INFORMATION SHOWN start
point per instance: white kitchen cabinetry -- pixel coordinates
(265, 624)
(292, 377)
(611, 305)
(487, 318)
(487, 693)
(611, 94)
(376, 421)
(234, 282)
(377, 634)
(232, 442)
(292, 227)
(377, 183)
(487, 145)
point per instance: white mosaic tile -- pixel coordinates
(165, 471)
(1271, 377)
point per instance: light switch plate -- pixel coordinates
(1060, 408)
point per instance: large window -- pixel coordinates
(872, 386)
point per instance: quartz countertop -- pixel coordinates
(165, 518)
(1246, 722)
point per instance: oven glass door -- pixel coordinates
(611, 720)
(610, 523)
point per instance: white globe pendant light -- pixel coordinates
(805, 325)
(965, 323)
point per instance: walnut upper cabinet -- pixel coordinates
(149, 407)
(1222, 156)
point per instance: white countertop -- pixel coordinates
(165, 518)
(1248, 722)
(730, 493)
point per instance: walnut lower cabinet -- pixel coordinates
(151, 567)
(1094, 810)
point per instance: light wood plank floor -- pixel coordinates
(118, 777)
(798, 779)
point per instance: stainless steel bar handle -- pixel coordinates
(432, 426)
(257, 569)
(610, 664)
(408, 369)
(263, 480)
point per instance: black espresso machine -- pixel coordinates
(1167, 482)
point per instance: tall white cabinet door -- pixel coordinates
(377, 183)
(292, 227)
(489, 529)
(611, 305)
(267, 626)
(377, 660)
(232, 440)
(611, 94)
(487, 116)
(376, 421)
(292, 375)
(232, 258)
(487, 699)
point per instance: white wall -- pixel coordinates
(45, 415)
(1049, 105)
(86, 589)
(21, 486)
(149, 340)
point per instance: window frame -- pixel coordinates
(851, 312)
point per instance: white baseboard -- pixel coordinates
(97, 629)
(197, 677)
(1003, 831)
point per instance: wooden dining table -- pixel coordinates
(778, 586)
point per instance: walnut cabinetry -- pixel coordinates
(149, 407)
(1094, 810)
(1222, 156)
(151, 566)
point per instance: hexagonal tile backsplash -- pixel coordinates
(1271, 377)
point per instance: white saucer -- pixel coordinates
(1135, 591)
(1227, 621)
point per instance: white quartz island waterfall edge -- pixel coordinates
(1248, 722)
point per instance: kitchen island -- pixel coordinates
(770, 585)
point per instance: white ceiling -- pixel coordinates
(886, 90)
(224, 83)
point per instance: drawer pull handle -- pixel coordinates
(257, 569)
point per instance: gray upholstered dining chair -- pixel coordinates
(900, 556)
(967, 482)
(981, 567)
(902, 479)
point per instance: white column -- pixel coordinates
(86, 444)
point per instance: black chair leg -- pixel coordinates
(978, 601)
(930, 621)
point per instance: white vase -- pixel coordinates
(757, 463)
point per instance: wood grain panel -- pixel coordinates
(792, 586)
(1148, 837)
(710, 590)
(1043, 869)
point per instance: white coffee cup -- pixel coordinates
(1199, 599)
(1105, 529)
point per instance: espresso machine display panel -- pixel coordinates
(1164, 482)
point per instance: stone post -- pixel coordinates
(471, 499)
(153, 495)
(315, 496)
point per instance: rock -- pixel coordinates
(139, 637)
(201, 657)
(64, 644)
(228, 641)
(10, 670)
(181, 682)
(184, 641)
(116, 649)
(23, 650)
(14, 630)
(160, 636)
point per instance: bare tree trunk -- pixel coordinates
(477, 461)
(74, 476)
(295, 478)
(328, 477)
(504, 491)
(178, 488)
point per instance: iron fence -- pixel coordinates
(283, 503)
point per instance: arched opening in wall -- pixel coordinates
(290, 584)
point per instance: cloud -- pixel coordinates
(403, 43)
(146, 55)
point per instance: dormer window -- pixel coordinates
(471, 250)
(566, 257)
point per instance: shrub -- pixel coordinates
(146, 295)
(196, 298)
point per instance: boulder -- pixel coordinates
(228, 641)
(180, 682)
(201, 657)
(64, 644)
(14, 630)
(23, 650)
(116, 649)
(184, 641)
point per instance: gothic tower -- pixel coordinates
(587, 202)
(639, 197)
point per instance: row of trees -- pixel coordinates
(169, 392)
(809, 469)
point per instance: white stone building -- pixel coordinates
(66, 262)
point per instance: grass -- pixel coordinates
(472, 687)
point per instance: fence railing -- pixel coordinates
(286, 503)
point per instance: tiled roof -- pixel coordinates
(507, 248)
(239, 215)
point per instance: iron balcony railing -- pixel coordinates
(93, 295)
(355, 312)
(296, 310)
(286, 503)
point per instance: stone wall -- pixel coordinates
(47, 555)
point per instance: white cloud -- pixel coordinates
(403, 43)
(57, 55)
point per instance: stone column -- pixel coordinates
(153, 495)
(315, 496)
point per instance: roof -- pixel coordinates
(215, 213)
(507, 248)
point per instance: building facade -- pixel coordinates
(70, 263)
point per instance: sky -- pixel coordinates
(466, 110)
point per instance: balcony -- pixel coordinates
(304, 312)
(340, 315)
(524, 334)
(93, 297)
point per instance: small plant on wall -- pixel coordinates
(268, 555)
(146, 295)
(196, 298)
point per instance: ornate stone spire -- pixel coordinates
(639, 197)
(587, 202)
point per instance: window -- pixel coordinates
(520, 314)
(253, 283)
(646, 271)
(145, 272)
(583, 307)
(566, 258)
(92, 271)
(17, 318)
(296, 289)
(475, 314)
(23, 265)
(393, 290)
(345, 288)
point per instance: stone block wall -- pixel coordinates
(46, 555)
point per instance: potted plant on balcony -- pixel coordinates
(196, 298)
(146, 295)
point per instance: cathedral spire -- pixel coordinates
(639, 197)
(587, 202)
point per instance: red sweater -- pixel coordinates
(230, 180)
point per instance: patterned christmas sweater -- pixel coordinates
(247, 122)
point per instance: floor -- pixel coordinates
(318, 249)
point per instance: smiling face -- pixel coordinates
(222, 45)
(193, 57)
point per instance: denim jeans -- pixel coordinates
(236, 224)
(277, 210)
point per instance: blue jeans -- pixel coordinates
INFORMATION SHOWN end
Copy every line of the records word for word.

**EXERCISE RESULT**
point per instance: white kitchen cabinetry -- pixel coordinates
(265, 624)
(292, 377)
(611, 305)
(487, 318)
(487, 693)
(611, 94)
(376, 421)
(234, 282)
(377, 634)
(232, 442)
(292, 227)
(377, 183)
(487, 145)
point per instance: white mosaic tile -- pixel coordinates
(165, 471)
(1271, 377)
point per instance: light switch plate -- pixel coordinates
(1060, 408)
point per instance: large window -- pixel coordinates
(872, 386)
point per instance: quartz countertop -- pixel coordinates
(165, 518)
(1246, 722)
point per instance: oven glass door -- pixel coordinates
(611, 720)
(610, 523)
point per instance: white globe pendant light -- pixel coordinates
(805, 325)
(965, 323)
point per instance: walnut upper cabinet -- pixel coordinates
(149, 407)
(1222, 156)
point per instance: white countertop -- pixel coordinates
(165, 518)
(1248, 722)
(730, 493)
point per instance: walnut lower cabinet -- pixel coordinates
(151, 567)
(1094, 810)
point per instance: light wood plank floor -- pixel coordinates
(118, 777)
(798, 779)
point per instance: stainless steel bar handle -- pixel coordinates
(432, 426)
(257, 569)
(610, 664)
(408, 369)
(263, 480)
point per instance: black espresso machine -- pixel coordinates
(1167, 482)
point per instance: tall white cabinet door -- pixel coordinates
(377, 183)
(292, 227)
(489, 529)
(611, 305)
(267, 626)
(377, 660)
(232, 440)
(611, 94)
(487, 116)
(376, 421)
(292, 375)
(232, 258)
(487, 699)
point per instance: white wall -- pixel coordinates
(45, 415)
(1049, 105)
(86, 589)
(21, 486)
(149, 340)
point per instance: window frame -- pixel coordinates
(851, 312)
point per instance: white baseboard -- pixel coordinates
(97, 629)
(197, 677)
(1003, 831)
point per instance: wooden dining table -- pixel coordinates
(778, 586)
point per instance: walnut cabinetry -- pixel coordinates
(149, 407)
(1094, 810)
(1222, 156)
(151, 566)
point per instance: hexagonal tile backsplash -- pixel coordinates
(1271, 377)
point per instance: white saucer -- pixel coordinates
(1135, 591)
(1227, 621)
point per instance: white quartz island waterfall edge -- pixel coordinates
(1248, 722)
point per instance: kitchen island -- pixel coordinates
(770, 585)
point per instance: white ceiling -- pixel coordinates
(886, 90)
(224, 83)
point per instance: drawer pull handle -- pixel coordinates
(257, 569)
point per instance: gray upholstered dining chair -- pixel coordinates
(900, 556)
(967, 482)
(981, 567)
(902, 479)
point per instance: white column -- pixel coordinates
(86, 444)
point per instance: black chair leg -- pixel coordinates
(978, 601)
(930, 621)
point per instance: white vase -- pixel coordinates
(757, 463)
point per instance: wood grain panel -- pixel coordinates
(792, 586)
(1148, 837)
(710, 590)
(1043, 869)
point per instance: white coffee cup -- pixel coordinates
(1199, 599)
(1105, 529)
point per instance: espresso machine display panel -- pixel coordinates
(1164, 482)
point per instance: stone post -- pixel coordinates
(471, 499)
(153, 495)
(315, 496)
point per instance: rock -- pixel coordinates
(139, 637)
(201, 657)
(64, 644)
(228, 641)
(10, 670)
(181, 682)
(184, 641)
(116, 649)
(23, 650)
(14, 630)
(160, 636)
point per instance: bare tree trunk -- pixel coordinates
(477, 461)
(74, 476)
(295, 478)
(328, 477)
(504, 491)
(178, 488)
point per instance: iron fence -- pixel coordinates
(283, 503)
point per instance: arched opening in wall -- pixel coordinates
(290, 584)
point per instance: cloud -- pixel coordinates
(403, 43)
(146, 55)
point per instance: dormer window -- pixel coordinates
(471, 250)
(566, 257)
point per instance: shrub -- pixel coordinates
(146, 295)
(196, 298)
point per instance: boulder -- pixel coordinates
(228, 641)
(180, 682)
(201, 657)
(64, 644)
(14, 630)
(23, 650)
(116, 649)
(184, 641)
point per instance: gothic tower -- pixel coordinates
(587, 202)
(639, 197)
point per instance: row of trees -- pixel coordinates
(169, 392)
(809, 469)
point per instance: white stone building -- pixel coordinates
(66, 262)
point per instance: grass -- pixel coordinates
(472, 687)
point per instance: fence railing -- pixel coordinates
(286, 503)
point per instance: tiled roof -- pixel coordinates
(507, 248)
(239, 215)
point per instance: iron balcony railing -- pixel coordinates
(93, 295)
(355, 312)
(296, 310)
(286, 503)
point per instance: stone wall -- pixel coordinates
(47, 555)
point per instance: white cloud -- pixel coordinates
(403, 43)
(57, 55)
point per instance: stone column -- pixel coordinates
(153, 495)
(315, 496)
point per instance: roof -- pixel coordinates
(215, 213)
(507, 248)
point per instance: building facade -- pixel coordinates
(70, 263)
point per instance: sky -- pixel coordinates
(466, 110)
point per instance: balcony -- pixel coordinates
(304, 312)
(340, 315)
(524, 334)
(93, 297)
point per instance: small plant on wall -- pixel coordinates
(268, 555)
(146, 295)
(196, 298)
point per instance: ornate stone spire -- pixel coordinates
(639, 197)
(587, 202)
point per instance: window -- pixel coordinates
(520, 314)
(253, 283)
(646, 271)
(145, 272)
(583, 307)
(566, 258)
(92, 271)
(17, 318)
(296, 289)
(475, 314)
(23, 265)
(393, 290)
(345, 288)
point per instance: stone block wall -- pixel coordinates
(46, 555)
point per instance: potted plant on balcony -- pixel coordinates
(196, 298)
(146, 295)
point per instance: cathedral spire -- pixel coordinates
(639, 197)
(587, 202)
point per instance: red sweater -- pixel coordinates
(230, 180)
point per instance: patterned christmas sweater -- pixel coordinates
(247, 122)
point per instance: floor -- pixel coordinates
(318, 249)
point per instance: smiling face -- pixel coordinates
(222, 45)
(193, 57)
point per instance: denim jeans -- pixel coordinates
(236, 224)
(277, 210)
point per instance: blue jeans -- pixel coordinates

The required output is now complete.